> [PROMPT] Output every record word for word.

> [GIVEN DATA]
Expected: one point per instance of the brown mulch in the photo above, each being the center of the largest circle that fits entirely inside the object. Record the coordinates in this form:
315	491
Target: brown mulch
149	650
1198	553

> [CORRECT ANSWER]
Expected: one point per instance of the brown mulch in the photo above, each being the center of the largest circle that fits entirely inside the object. Record the coordinates in this form:
315	491
Target: brown mulch
149	650
1198	553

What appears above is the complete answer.